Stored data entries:
Segment Open

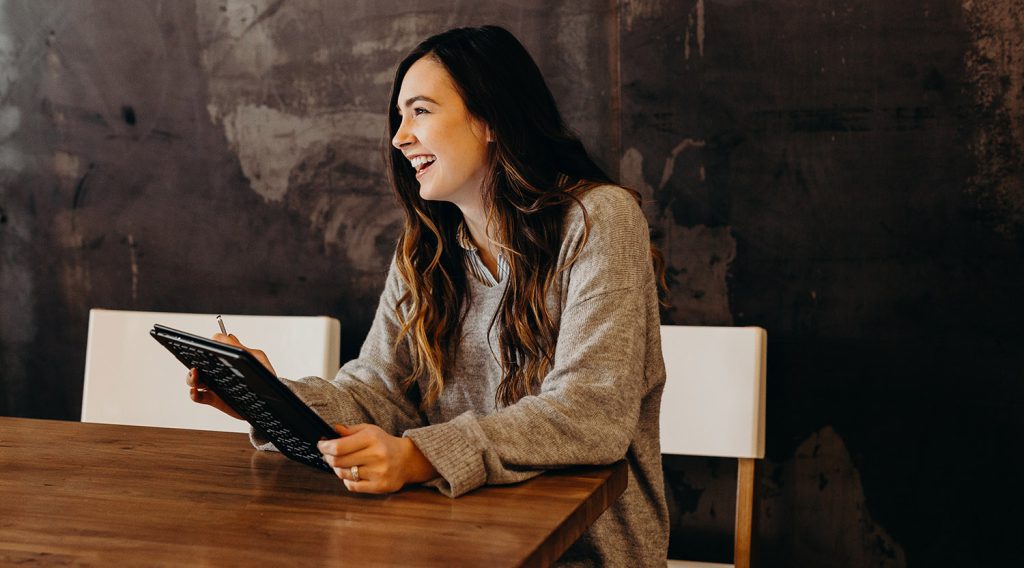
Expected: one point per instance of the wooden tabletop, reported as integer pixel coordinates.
(75, 493)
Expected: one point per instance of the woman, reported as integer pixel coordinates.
(518, 326)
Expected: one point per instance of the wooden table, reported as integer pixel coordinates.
(75, 493)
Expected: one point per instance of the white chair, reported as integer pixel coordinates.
(714, 404)
(130, 379)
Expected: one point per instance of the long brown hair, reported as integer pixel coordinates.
(537, 170)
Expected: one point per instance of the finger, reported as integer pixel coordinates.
(360, 459)
(361, 486)
(346, 444)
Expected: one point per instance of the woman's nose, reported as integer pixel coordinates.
(402, 137)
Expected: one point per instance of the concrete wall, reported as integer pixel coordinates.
(848, 175)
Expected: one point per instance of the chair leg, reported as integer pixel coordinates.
(745, 514)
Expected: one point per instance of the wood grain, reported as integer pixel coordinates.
(101, 494)
(743, 557)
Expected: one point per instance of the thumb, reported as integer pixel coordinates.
(345, 430)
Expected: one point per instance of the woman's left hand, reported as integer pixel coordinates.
(383, 463)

Segment Closed

Return only the lines running from the line with "Expected: one point per instance of the thumb, reported" to the last line of the records, both included, exactly as written.

Expected: one point per instance of the thumb, reported as integer pixel coordinates.
(345, 430)
Expected: one point per instance of the woman's left hand, reported as integer pixel coordinates.
(383, 463)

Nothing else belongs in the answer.